To be done:
Swap "spot" for "find" in the items below, from the line with "spot the front tire." through the end of the items, and give those lines again with nothing else changed.
# Start of Exercise material
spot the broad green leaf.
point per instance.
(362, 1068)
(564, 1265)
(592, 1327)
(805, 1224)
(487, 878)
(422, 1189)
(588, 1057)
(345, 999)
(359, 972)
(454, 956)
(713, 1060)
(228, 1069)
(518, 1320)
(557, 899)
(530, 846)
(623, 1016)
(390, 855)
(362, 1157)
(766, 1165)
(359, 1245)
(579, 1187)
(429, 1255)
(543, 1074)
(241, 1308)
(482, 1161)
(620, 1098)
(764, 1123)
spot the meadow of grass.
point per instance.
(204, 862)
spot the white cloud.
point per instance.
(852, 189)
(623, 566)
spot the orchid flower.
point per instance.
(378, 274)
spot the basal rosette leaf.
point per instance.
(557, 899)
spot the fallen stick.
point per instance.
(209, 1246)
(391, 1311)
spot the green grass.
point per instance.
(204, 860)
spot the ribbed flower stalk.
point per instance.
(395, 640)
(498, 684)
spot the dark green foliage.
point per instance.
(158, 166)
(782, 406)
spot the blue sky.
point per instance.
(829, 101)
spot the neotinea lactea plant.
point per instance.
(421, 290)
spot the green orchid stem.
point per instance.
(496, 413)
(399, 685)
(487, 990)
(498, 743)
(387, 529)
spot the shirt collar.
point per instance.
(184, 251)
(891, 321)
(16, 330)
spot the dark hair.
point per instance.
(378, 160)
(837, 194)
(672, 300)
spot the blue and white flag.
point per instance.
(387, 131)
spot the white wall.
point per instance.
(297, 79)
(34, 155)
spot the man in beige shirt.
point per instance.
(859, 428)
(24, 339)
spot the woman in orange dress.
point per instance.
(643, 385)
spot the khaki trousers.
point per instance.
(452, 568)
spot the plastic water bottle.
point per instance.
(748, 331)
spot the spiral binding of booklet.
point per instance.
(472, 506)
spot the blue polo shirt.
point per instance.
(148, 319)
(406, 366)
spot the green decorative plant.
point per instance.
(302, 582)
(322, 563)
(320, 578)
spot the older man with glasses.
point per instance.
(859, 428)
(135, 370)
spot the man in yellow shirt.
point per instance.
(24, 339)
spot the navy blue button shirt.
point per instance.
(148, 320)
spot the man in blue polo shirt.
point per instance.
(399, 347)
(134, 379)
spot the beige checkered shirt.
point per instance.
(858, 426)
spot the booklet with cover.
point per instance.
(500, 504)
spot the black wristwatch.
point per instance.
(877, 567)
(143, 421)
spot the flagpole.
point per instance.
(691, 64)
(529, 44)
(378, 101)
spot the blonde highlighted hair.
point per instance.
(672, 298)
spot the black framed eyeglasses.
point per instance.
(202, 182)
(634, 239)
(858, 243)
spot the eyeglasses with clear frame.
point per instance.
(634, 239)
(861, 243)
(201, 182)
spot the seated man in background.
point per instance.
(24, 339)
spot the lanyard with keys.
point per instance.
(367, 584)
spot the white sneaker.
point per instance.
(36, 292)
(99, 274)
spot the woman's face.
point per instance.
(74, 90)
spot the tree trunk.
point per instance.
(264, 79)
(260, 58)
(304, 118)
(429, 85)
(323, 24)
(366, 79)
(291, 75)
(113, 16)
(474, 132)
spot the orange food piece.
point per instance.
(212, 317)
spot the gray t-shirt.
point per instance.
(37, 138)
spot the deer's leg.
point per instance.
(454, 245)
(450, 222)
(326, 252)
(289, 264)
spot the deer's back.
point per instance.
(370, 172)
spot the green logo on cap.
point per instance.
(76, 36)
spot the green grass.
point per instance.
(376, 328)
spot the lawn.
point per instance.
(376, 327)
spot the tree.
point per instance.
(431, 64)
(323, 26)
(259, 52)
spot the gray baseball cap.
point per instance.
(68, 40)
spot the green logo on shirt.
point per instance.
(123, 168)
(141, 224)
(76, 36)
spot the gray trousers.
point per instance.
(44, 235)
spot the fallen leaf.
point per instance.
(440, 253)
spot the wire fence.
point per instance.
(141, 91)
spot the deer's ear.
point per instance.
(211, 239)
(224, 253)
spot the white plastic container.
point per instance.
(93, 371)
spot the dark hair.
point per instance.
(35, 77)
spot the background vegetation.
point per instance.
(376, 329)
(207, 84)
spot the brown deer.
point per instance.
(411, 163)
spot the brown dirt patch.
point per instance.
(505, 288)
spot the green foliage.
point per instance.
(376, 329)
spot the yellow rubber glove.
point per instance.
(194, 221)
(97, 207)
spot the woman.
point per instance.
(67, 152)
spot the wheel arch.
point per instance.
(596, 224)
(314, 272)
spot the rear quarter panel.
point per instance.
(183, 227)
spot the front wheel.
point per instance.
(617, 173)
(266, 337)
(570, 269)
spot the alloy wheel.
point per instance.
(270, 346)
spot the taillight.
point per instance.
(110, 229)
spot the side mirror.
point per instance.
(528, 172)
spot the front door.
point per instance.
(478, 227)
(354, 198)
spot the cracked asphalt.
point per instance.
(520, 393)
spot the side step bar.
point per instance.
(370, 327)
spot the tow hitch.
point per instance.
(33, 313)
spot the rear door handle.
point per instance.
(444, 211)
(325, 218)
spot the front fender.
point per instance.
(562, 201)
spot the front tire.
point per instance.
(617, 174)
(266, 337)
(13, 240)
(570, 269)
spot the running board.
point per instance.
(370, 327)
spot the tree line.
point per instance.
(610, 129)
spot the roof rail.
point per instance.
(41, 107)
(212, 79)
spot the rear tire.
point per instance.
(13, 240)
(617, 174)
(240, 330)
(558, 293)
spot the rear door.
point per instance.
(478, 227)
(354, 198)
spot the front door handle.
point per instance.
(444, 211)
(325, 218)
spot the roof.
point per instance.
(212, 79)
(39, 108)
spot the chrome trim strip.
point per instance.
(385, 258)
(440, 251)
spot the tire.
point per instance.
# End of Exercise material
Result of this exercise:
find the front tire.
point per instance.
(617, 174)
(266, 337)
(13, 240)
(570, 269)
find the running board.
point per instance.
(370, 327)
find the tree line.
point per instance.
(610, 129)
find the roof rail.
point per instance.
(41, 107)
(212, 79)
find the rear tire.
point per instance.
(13, 240)
(617, 174)
(240, 330)
(558, 293)
find the rear door.
point per instance.
(478, 227)
(354, 198)
find the front door handle.
point per instance.
(444, 211)
(325, 218)
find the roof.
point per instance.
(212, 79)
(39, 108)
find the chrome trim strip.
point per instance.
(385, 258)
(440, 251)
find the tire.
point per instance.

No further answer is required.